• [WRITTEN INSTRUCTION 1] Write out the passage of the piece on marketing and friction starting with "For example, if" and going on through "with less friction.", word for word.

• [TEXT PASSAGE]
☆ ☆ ☆ ☆
Sunday, January 14, 2007

Good Friction: Authority vs. Score

I've often used the following definition of marketing with my students:

Good marketing removes friction from an economic process.

That is, you can sell a great product with no marketing. But there will be friction between a possible sale and potential customers. You have to show the horse an ad with a pretty picture of the water. Offer a discount on the water. Have a map on your website so that he can be led to the water, etc. All ways to remove various frictions.

Here's a question, though: does removing friction actually ever become a bad thing from a marketing/economic standpoint? My gut reaction is to say, "No." Because friction is bad, right? It slows things down. In business terms, it costs money to overcome all kinds of friction (geographic, time-related, information and language barriers, etc.). For centuries of business development, the manipulation of various "frictional deltas" is what has allowed companies to make profits (sometimes insane ones) not necessarily based on the merits of products or services, but on the relative inability of consumers to utilize or even understand those relative frictions.

For example, if there is any kind of monopoly in a given market, you have the issue of "information friction," where the lack of competition will keep the monopoly provider from really needing to be in any way open with data about products. Trade regulations that encourage competition help inject transparency and remove that friction.

Another example: better communication and transportation. If the only thing that allows me to make a profit on "Product X" is my ability to move it quickly from the point of manufacture to the point of sale, then the only friction I am overcoming is geographic. That is certainly not inconsiderable, and (until we have Star Trek transporters) will never be eliminated. But if a company relies on that as its sole value proposition, then it is at the mercy of anyone who can move stuff with less friction.

The same for communication... which is the basis of most marketing and advertising. If I can do a better job of informing you about the benefits of my product than can my competition, I've decreased friction in my process more than have they. That should help smooth the way for customers to get to me. Whether we talk about hard-sell, data-specific, promotional communications (product benefits, costs, FAQs, where-to-buy, etc.) or emotional, branding communications... both types provide, when done well, the means for customers to more smoothly identify the products in which they have an interest.

So, again... I'm sitting here thinking, "There's no such thing as good friction." Any time you can get something out-of-the-way and make it easier to get that horse to the water, or help the horse decide which water he wants... hooray for marketing, the economic lubricant. All friction is bad.

Except... when you want to slow down.



I've been thinking about the way we measure stuff recently. Both online and off, in games and on Web pages, in real life and in our virtual lives. All the stuff I've been writing here about social networking is, really, an attempt to get my head around ways to measure how we now interact, as individuals and groups, in this new medium. Here are some things that have been bopping around in my brain:

  • A good, solid article in Newsweek by Robert J. Samuelson on economic productivity; that being one of the most basic, gross measures we use as a society. One of the numbers he quotes is, "A century ago, Americans spent 43 percent of their incomes on food and another 14 percent on clothing. By 2002, those shares were 13 percent and 4 percent."
☆ ☆ ☆ ☆
• [WRITTEN INSTRUCTION 2] Find every line of the listing that contains the word "skin", and copy each of those lines in full.

[Stored records]
☆ ☆ ☆ ☆
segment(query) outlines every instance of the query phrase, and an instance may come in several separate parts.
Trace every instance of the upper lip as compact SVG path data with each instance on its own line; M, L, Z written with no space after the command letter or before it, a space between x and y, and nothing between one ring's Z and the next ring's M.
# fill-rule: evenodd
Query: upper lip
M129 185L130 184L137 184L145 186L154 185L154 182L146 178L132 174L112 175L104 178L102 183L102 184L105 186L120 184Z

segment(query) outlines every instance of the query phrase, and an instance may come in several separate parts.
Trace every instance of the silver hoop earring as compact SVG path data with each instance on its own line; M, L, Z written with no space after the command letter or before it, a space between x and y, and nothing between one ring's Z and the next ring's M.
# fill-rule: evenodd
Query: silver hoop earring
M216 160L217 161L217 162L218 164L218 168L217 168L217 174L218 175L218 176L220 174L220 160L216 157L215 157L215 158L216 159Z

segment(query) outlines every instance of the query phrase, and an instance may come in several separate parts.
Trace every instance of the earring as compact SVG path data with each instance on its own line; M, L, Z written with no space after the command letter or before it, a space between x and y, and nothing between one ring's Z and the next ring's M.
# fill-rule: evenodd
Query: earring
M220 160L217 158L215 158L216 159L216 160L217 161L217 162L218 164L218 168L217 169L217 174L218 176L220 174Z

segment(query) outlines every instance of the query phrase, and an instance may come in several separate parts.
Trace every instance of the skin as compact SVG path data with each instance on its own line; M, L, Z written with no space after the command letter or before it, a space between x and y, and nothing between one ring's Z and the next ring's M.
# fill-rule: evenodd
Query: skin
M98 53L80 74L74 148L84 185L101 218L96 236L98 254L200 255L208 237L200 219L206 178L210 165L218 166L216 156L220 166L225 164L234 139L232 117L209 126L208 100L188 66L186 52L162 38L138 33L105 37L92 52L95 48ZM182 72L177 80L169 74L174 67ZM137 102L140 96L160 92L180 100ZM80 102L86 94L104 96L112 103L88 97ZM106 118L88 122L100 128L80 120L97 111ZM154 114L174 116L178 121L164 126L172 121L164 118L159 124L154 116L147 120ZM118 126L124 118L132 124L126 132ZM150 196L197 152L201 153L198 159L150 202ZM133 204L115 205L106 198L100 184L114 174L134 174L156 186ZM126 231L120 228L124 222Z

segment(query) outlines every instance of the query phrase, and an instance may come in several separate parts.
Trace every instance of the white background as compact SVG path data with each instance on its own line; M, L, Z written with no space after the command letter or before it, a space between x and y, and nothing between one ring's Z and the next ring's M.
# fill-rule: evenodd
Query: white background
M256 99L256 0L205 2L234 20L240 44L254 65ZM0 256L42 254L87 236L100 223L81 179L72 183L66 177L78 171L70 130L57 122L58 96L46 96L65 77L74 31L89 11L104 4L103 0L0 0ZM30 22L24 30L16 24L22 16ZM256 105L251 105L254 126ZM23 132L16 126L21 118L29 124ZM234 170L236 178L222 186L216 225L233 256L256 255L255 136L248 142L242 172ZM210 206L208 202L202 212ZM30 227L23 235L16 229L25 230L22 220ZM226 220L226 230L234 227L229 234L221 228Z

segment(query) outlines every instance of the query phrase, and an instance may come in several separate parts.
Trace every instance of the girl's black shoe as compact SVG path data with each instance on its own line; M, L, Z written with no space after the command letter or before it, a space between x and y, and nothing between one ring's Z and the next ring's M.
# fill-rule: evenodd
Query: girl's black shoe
☆ ☆ ☆ ☆
• [EXERCISE OUTPUT 1]
For example, if there is any kind of monopoly in a given market, you have the issue of "information friction," where the lack of competition will keep the monopoly provider from really needing to be in any way open with data about products. Trade regulations that encourage competition help inject transparency and remove that friction.

Another example: better communication and transportation. If the only thing that allows me to make a profit on "Product X" is my ability to move it quickly from the point of manufacture to the point of sale, then the only friction I am overcoming is geographic. That is certainly not inconsiderable, and (until we have Star Trek transporters) will never be eliminated. But if a company relies on that as its sole value proposition, then it is at the mercy of anyone who can move stuff with less friction.

• [EXERCISE OUTPUT 2]
Trace every instance of the skin as compact SVG path data with each instance on its own line; M, L, Z written with no space after the command letter or before it, a space between x and y, and nothing between one ring's Z and the next ring's M.
Query: skin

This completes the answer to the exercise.